** Exercise data follows **

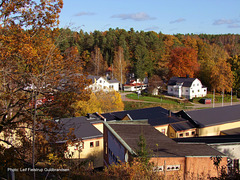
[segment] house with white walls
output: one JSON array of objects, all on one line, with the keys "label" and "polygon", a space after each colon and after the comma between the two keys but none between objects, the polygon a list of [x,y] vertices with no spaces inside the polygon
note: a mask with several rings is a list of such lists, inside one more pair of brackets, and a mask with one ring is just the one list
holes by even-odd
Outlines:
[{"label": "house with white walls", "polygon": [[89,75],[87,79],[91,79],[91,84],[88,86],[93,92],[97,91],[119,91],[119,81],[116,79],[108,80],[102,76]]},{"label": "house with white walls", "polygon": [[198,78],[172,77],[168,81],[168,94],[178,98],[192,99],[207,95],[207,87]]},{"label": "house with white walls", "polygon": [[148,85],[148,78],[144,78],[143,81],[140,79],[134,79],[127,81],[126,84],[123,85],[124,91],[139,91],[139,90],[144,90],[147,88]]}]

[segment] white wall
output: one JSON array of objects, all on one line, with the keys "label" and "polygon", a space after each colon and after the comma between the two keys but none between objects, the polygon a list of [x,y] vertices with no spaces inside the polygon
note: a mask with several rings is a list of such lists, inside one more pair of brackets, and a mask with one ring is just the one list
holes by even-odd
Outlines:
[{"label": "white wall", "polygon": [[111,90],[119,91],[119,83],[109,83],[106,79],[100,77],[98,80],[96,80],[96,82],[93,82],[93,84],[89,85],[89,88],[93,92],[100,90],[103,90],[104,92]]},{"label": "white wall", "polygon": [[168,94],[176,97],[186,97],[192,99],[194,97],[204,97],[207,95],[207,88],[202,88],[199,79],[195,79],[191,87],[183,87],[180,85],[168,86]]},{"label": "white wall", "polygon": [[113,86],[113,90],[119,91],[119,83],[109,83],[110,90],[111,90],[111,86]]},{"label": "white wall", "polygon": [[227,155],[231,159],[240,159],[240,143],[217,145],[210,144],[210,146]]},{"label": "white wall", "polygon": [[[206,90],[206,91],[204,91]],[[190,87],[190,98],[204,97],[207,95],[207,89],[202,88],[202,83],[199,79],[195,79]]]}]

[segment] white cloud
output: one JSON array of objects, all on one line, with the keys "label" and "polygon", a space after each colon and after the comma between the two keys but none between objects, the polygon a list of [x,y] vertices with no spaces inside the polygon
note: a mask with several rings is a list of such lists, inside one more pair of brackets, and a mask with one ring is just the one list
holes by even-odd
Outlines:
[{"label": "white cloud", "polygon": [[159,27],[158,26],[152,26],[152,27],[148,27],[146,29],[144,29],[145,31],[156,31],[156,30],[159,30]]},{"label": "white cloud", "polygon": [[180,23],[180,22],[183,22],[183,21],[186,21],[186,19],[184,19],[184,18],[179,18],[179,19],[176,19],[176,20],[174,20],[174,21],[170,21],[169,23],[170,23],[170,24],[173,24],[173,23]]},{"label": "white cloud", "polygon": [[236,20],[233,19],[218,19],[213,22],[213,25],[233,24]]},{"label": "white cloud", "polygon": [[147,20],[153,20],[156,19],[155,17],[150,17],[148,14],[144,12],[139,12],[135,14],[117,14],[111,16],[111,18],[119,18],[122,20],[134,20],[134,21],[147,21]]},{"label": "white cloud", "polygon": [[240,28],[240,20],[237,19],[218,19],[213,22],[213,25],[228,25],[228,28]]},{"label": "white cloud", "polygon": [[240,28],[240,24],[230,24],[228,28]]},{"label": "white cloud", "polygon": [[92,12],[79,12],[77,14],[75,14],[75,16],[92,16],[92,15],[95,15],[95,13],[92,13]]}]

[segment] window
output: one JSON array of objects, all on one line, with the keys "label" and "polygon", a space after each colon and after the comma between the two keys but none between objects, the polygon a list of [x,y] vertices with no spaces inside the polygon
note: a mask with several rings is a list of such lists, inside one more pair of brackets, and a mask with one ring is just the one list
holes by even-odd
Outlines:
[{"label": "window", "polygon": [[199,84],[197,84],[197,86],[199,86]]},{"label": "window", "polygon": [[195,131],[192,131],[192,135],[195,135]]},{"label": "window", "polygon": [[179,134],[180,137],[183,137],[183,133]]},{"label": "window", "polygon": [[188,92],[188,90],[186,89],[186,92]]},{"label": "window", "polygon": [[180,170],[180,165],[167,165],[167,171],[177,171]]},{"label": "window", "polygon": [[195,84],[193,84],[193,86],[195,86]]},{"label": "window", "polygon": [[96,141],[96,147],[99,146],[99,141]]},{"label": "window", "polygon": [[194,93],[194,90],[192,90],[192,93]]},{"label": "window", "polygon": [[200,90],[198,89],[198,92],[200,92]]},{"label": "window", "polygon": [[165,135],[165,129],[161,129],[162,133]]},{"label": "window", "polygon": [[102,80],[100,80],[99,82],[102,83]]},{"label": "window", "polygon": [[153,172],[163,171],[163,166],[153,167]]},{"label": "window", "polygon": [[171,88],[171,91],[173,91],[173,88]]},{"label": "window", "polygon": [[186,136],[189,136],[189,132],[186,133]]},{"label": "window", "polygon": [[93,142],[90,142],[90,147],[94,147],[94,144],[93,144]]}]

** End of Exercise data **

> **Problem details**: All of the entries must be reproduced exactly, with no pictures kept.

> **Solved exercise**:
[segment] house with white walls
output: one JSON array of objects, all on one line, with the keys "label" and "polygon", a space after each colon and after the comma between the two keys but none between objects, the polygon a list of [x,y] vertices with no spaces inside the polygon
note: a mask with several rings is a list of such lists, inside one more pair of brackets, and a mask with one ring is just the one list
holes by even-odd
Outlines:
[{"label": "house with white walls", "polygon": [[89,75],[87,79],[91,79],[91,84],[88,86],[93,92],[97,91],[119,91],[119,81],[116,79],[108,80],[102,76]]},{"label": "house with white walls", "polygon": [[198,78],[172,77],[168,81],[168,94],[178,98],[192,99],[207,95],[207,87]]},{"label": "house with white walls", "polygon": [[148,85],[148,78],[144,78],[143,81],[140,79],[134,79],[127,81],[126,84],[123,85],[124,91],[139,91],[139,90],[144,90],[147,88]]}]

[segment] white wall
output: one JSON array of objects, all on one line, with the keys "label" and "polygon", a space after each colon and after the comma between the two keys but none between objects, the polygon a list of [x,y] vertices with no spaces inside the polygon
note: a mask with several rings is a list of such lists, inside one more pair of brackets, and a mask with one ring is just the one list
holes by even-odd
Outlines:
[{"label": "white wall", "polygon": [[111,90],[119,91],[119,83],[109,83],[106,79],[100,77],[98,80],[96,80],[96,82],[93,82],[93,84],[89,85],[89,88],[93,92],[100,90],[103,90],[104,92]]},{"label": "white wall", "polygon": [[168,94],[176,97],[186,97],[192,99],[194,97],[204,97],[207,95],[207,88],[202,88],[199,79],[195,79],[191,87],[183,87],[180,85],[168,86]]},{"label": "white wall", "polygon": [[113,86],[113,90],[119,91],[119,83],[109,83],[110,90],[111,90],[111,86]]},{"label": "white wall", "polygon": [[227,155],[231,159],[240,159],[240,143],[217,145],[210,144],[210,146]]},{"label": "white wall", "polygon": [[[206,90],[206,91],[204,91]],[[190,87],[190,98],[204,97],[207,95],[207,89],[202,88],[202,83],[199,79],[195,79]]]}]

[segment] white cloud
output: one JSON array of objects, all on one line, with the keys "label" and "polygon", a space after each colon and after the comma between the two keys but none between objects, the polygon a list of [x,y] vertices with no spaces inside the polygon
note: a mask with several rings is a list of such lists, inside one more pair of brackets, and a mask with one ring is just the one list
holes by even-odd
Outlines:
[{"label": "white cloud", "polygon": [[159,27],[158,26],[152,26],[152,27],[148,27],[146,29],[144,29],[145,31],[156,31],[156,30],[159,30]]},{"label": "white cloud", "polygon": [[180,23],[180,22],[183,22],[183,21],[186,21],[186,19],[184,19],[184,18],[179,18],[179,19],[176,19],[176,20],[174,20],[174,21],[170,21],[169,23],[170,23],[170,24],[173,24],[173,23]]},{"label": "white cloud", "polygon": [[236,20],[233,19],[218,19],[213,22],[213,25],[233,24]]},{"label": "white cloud", "polygon": [[147,20],[153,20],[156,19],[155,17],[150,17],[148,14],[144,12],[139,12],[135,14],[117,14],[111,16],[111,18],[119,18],[122,20],[134,20],[134,21],[147,21]]},{"label": "white cloud", "polygon": [[240,28],[240,20],[237,19],[218,19],[213,22],[213,25],[228,25],[228,28]]},{"label": "white cloud", "polygon": [[240,28],[240,24],[230,24],[228,28]]},{"label": "white cloud", "polygon": [[92,12],[79,12],[77,14],[75,14],[75,16],[92,16],[92,15],[95,15],[95,13],[92,13]]}]

[segment] window
output: one JSON array of objects, all on one line, with the keys "label" and "polygon", a space after each colon and after the comma between the two keys but none between objects, the polygon a list of [x,y] vertices with no spaces inside the polygon
note: a mask with several rings is a list of such lists, inside one more pair of brackets, and a mask with one ring is just the one list
holes by even-odd
Outlines:
[{"label": "window", "polygon": [[199,84],[197,84],[197,86],[199,86]]},{"label": "window", "polygon": [[195,131],[192,131],[192,135],[195,135]]},{"label": "window", "polygon": [[179,134],[180,137],[183,137],[183,133]]},{"label": "window", "polygon": [[188,92],[188,90],[186,89],[186,92]]},{"label": "window", "polygon": [[180,170],[180,165],[167,165],[167,171],[177,171]]},{"label": "window", "polygon": [[195,84],[193,84],[193,86],[195,86]]},{"label": "window", "polygon": [[96,141],[96,147],[99,146],[99,141]]},{"label": "window", "polygon": [[194,93],[194,90],[192,90],[192,93]]},{"label": "window", "polygon": [[200,90],[198,89],[198,92],[200,92]]},{"label": "window", "polygon": [[165,135],[165,129],[161,129],[162,133]]},{"label": "window", "polygon": [[102,80],[100,80],[99,82],[102,83]]},{"label": "window", "polygon": [[153,172],[163,171],[163,166],[153,167]]},{"label": "window", "polygon": [[171,88],[171,91],[173,91],[173,88]]},{"label": "window", "polygon": [[186,136],[189,136],[189,132],[186,133]]},{"label": "window", "polygon": [[93,142],[90,142],[90,147],[94,147],[94,144],[93,144]]}]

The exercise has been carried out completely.